• Goal:
Can you reproduce, word for word, the part of the listing below that opens with the line containing "Can you see the bare" and runs through the end of the listing?

Object location annotation listing
——

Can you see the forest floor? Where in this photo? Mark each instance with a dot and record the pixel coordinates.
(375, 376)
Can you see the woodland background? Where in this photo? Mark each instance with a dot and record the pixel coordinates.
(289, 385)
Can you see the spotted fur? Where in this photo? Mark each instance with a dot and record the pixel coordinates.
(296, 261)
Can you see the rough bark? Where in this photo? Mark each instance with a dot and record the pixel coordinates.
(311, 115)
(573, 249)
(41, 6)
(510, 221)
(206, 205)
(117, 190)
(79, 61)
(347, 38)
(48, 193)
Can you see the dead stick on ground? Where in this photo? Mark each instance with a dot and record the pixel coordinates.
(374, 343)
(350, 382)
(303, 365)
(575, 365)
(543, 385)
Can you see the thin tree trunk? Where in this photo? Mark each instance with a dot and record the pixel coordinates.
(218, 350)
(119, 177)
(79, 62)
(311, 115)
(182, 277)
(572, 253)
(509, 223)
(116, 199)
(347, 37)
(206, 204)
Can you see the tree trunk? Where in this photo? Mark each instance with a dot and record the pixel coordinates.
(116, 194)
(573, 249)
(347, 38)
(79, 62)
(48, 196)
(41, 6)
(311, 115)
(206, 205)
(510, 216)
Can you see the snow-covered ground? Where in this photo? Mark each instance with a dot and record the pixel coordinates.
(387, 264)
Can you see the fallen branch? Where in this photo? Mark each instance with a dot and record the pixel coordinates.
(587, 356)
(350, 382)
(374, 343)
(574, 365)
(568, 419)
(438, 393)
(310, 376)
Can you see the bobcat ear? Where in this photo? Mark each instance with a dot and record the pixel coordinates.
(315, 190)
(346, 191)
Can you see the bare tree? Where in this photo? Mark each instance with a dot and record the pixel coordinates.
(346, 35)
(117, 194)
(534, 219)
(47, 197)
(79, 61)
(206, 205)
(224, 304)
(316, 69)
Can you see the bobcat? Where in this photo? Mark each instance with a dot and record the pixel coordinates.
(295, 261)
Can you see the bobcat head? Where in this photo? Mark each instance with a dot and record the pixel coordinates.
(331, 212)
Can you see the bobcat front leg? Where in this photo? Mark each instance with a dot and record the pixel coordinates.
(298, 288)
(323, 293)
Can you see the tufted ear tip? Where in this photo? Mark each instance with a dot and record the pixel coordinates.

——

• Output of the exercise:
Can you see the bare tree? Where in this photo? Mark each instance with a dot and record the pixel coordinates.
(346, 35)
(117, 194)
(534, 219)
(47, 197)
(79, 61)
(206, 205)
(224, 304)
(316, 69)
Can you see the bobcat? Where in this photo? Mark each instance with a dot and record the pixel coordinates.
(295, 261)
Can you see the bobcat head? Where in this photo? Mark each instance with a dot and record the pixel coordinates.
(331, 212)
Can you see the bobcat front leg? Where in this photo? Mark each instance with a dot and record the pixel coordinates.
(298, 288)
(323, 293)
Can you see the tufted ear tip? Where in this photo? Mark each instance with a dot and record the pixel coordinates.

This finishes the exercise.